- [Given passage]:
++++++++++++++++++++

Benchmarking and ‘real FC’

January 5th, 2009 5 comments

Sometimes I think the only people who read technology blogs are people who write other technology blogs. I have no way to figure out if this is true or not, but it is an interesting topic to ponder. Do IT end users actually read technology blogs? If they are reading, they do not seem to comment very frequently. Much more often comments come from other bloggers or competing vendors.

That said, I am going to talk about an issue that some of the storage bloggers seem to be caught up in at the moment. The issue of ‘emulated FC’ vs ‘real FC.’ Let me start off by sharing a few recent posts from other blogs:

Chuck Hollis at EMC writes about the EMC/Dell relationship and takes the opportunity to compare EMC to NetApp. In this case, he is comparing the EMC NX4 to the NetApp FAS2020. The comment in the post that certainly aggravated NetApp is that EMC does “real deal FC that isn’t emulated.” The obvious implications being that EMC FC is not emulated, NetApp FC is emulated, and FC emulation is bad. (This is not a new debate between EMC and NetApp. Look back through the blogs at both companies and you will find plenty of back and forth on the topic.

Kostadis Russos at NetApp has a post explaining why he, not surprisingly, completely disagrees with Chuck.

++++++++++++++++++++

- [Provided information]:
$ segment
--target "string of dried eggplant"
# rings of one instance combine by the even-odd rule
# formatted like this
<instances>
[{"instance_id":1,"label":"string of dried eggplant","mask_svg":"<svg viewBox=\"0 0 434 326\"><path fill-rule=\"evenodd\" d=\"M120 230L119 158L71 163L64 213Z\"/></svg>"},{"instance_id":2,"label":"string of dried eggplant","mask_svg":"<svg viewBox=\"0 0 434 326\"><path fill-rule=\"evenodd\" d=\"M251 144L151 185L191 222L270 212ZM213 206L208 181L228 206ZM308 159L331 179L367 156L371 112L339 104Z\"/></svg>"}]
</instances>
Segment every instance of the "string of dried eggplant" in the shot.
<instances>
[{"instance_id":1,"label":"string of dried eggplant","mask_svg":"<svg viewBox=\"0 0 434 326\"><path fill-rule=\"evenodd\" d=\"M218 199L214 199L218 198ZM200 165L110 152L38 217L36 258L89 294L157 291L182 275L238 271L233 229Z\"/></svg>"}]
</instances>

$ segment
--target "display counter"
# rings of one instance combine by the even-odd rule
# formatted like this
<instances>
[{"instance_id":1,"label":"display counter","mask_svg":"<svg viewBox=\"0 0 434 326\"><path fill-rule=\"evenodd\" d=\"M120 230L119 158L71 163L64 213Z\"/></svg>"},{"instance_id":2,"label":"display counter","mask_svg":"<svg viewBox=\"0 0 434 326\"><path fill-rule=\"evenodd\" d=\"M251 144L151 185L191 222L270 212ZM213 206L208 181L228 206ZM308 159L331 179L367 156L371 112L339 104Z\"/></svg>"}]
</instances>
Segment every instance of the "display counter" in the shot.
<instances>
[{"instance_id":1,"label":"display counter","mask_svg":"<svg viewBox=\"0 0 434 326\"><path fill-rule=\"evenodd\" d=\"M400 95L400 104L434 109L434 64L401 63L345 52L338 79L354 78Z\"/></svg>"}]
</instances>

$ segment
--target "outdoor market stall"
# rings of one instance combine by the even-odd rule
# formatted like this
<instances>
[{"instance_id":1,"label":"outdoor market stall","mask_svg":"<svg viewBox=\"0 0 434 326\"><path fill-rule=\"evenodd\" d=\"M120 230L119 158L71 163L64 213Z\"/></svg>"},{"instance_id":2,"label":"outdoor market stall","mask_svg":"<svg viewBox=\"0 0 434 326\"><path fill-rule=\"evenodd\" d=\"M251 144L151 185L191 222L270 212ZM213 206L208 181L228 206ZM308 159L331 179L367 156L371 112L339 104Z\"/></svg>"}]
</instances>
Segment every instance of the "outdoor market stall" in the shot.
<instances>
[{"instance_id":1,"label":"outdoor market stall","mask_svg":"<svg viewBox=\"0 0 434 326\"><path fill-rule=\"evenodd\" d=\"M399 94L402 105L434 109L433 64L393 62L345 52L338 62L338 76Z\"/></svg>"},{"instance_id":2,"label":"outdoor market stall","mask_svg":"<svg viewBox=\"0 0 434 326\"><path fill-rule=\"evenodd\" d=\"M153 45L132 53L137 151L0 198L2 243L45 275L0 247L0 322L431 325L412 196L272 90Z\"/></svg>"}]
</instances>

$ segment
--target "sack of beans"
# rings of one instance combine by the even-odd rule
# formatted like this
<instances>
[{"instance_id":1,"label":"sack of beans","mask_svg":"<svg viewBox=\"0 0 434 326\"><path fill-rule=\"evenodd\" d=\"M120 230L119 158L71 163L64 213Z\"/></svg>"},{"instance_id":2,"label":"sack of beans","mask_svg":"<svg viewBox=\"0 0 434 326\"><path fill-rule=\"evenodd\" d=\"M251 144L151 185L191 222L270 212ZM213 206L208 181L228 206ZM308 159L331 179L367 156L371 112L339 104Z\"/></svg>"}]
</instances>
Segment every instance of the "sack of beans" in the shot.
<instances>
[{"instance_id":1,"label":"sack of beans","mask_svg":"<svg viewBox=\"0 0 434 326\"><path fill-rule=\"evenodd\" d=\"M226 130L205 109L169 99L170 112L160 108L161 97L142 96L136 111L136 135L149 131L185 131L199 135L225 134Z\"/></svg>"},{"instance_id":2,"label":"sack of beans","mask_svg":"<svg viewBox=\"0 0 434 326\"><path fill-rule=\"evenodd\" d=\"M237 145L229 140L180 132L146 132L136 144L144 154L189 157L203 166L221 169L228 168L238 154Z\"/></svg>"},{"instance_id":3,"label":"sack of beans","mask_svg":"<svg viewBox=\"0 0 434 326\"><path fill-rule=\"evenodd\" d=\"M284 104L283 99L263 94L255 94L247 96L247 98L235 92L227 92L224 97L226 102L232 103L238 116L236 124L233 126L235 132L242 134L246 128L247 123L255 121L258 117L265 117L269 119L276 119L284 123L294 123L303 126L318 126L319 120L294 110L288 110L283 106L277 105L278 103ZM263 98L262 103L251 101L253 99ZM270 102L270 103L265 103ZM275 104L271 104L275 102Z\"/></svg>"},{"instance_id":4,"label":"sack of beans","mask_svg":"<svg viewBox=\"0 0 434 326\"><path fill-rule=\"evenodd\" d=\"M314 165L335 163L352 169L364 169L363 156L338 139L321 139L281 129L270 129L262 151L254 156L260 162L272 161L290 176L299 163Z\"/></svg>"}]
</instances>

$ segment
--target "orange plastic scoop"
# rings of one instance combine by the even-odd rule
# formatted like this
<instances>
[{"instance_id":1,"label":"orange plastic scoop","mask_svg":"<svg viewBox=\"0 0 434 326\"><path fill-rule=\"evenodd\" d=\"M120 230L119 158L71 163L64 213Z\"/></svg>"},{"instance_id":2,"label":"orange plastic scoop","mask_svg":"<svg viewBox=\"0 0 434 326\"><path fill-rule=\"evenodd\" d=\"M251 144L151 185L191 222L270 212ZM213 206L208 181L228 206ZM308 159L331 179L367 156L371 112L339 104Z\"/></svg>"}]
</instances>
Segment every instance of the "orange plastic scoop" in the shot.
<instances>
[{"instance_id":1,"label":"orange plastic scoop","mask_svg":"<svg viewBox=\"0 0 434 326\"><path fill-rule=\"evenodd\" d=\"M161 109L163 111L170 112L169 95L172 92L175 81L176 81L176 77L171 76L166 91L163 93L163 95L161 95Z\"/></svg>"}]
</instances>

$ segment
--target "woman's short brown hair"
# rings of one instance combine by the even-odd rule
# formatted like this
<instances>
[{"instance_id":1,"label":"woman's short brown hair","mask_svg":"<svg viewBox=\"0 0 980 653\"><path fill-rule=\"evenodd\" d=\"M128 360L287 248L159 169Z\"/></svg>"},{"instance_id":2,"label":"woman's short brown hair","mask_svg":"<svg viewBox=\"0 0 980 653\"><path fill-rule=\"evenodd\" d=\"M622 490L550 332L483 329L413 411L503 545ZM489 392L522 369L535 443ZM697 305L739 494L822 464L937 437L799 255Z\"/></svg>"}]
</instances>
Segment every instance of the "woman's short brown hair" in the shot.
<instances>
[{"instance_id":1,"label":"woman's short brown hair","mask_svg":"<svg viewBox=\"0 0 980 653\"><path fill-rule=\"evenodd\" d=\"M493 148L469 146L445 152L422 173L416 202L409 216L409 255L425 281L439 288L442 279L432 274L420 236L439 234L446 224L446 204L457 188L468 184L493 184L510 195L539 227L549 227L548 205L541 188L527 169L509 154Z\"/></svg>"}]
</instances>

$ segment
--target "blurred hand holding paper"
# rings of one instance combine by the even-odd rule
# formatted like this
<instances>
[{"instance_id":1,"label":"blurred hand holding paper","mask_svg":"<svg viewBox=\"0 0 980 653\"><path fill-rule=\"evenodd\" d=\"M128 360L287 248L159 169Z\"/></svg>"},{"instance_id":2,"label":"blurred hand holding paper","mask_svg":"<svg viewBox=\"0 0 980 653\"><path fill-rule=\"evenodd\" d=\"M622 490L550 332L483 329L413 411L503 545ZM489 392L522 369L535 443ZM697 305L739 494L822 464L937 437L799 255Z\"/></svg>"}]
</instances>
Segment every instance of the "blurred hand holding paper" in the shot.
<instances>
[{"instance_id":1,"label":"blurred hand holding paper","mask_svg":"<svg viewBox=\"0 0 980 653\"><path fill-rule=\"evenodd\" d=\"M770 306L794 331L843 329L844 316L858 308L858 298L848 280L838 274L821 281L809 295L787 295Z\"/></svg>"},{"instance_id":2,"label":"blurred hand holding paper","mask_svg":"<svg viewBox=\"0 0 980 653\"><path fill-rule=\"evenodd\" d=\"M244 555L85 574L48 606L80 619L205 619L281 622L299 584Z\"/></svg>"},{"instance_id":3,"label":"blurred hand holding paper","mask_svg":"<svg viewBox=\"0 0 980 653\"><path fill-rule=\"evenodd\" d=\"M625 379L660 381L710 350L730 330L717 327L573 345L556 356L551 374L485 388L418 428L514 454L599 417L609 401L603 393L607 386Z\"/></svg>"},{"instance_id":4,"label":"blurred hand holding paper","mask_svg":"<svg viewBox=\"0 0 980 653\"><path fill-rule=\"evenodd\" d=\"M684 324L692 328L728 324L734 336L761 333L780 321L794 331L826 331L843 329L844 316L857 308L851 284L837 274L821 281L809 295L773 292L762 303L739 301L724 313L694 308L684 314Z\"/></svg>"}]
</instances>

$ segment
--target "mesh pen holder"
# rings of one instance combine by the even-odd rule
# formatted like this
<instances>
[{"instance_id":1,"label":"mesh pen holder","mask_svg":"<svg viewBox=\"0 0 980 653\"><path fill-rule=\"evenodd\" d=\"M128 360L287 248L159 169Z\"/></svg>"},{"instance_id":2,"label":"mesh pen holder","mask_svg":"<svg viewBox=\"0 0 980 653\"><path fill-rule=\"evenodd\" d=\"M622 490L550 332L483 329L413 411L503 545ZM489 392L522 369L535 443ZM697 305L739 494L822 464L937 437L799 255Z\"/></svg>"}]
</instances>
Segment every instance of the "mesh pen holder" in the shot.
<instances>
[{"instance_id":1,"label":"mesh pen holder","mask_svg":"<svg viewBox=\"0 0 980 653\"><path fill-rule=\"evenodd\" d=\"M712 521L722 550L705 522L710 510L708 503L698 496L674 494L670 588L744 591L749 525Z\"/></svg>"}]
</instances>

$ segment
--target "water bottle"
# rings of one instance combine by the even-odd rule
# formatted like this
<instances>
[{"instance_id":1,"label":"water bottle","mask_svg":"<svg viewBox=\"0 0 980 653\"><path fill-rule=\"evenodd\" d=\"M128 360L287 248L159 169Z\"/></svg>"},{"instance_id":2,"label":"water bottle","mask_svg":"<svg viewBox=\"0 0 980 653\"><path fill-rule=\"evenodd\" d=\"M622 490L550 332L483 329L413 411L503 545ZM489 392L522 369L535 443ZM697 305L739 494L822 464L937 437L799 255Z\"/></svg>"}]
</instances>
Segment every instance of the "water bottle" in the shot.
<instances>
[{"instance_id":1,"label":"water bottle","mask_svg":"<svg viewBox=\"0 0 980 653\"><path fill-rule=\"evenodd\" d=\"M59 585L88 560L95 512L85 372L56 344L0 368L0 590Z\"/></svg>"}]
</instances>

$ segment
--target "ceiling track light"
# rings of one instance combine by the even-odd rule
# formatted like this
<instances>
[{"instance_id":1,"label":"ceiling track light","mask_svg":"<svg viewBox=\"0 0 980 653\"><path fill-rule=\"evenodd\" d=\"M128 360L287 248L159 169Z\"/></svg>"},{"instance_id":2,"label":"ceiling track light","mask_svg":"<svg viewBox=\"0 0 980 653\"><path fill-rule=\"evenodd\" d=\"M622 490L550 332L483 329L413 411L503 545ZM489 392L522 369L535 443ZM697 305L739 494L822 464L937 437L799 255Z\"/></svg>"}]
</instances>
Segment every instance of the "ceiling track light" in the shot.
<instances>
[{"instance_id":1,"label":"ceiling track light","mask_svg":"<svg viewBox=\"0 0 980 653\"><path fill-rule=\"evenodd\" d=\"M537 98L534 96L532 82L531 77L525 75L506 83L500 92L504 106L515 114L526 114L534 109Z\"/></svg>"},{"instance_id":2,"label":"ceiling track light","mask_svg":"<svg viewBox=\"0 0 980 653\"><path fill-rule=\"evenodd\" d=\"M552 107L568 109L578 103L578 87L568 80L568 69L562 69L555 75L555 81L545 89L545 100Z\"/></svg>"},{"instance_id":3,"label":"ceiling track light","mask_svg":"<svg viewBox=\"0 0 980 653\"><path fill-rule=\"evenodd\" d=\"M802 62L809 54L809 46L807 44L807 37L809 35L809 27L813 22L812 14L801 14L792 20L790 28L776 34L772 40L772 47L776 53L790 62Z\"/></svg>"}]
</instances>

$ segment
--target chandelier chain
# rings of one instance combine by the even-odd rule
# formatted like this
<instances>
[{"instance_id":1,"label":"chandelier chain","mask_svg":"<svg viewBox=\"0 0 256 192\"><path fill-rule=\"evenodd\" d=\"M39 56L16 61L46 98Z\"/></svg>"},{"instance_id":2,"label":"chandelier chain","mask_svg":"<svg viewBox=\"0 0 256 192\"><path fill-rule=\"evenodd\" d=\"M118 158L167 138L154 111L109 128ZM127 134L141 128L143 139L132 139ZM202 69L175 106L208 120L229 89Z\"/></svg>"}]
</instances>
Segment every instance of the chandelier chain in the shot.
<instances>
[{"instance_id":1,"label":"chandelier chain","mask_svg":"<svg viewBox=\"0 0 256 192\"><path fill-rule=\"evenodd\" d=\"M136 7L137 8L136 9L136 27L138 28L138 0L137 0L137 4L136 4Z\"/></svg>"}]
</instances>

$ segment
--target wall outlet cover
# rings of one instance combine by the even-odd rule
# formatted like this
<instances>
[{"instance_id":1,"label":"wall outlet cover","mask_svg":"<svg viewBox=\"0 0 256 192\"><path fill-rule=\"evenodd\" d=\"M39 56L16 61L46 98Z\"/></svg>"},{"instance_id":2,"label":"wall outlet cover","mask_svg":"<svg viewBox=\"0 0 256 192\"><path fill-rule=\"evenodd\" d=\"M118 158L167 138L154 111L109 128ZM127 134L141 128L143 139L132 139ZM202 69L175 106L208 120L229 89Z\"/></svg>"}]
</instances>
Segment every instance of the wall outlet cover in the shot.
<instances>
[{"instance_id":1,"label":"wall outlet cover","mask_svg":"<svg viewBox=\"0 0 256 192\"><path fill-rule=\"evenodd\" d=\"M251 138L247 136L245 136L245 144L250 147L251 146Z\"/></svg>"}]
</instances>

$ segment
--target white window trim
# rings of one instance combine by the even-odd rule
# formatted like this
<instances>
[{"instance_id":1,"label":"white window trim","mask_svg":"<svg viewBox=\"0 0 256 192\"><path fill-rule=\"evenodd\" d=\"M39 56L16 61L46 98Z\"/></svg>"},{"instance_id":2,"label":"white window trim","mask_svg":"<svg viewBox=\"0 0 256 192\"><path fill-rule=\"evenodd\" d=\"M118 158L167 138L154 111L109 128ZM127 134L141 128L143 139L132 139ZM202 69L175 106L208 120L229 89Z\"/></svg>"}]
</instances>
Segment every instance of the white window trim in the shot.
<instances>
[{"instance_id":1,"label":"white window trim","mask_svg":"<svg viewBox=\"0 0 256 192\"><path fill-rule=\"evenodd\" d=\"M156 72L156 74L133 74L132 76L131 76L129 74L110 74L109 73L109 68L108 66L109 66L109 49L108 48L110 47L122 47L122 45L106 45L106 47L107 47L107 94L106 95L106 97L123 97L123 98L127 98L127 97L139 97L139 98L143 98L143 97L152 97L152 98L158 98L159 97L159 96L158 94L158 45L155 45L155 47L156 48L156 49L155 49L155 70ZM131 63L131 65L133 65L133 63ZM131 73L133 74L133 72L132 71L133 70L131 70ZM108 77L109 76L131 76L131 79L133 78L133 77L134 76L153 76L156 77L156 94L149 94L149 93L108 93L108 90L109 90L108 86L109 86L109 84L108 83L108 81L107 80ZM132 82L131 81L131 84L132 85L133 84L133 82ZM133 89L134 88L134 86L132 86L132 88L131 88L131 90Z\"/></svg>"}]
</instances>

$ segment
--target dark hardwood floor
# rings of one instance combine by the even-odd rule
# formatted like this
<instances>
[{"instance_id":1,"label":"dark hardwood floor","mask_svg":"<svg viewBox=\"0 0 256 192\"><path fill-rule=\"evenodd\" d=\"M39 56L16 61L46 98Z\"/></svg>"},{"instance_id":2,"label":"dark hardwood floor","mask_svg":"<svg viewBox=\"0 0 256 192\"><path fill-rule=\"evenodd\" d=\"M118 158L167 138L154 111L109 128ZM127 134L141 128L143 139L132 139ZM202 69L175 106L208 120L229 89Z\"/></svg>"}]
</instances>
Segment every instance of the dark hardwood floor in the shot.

++++++++++++++++++++

Which two storage products does Chuck Hollis compare in the blog post on benchmarking and "real FC"?

The EMC NX4 and the NetApp FAS2020.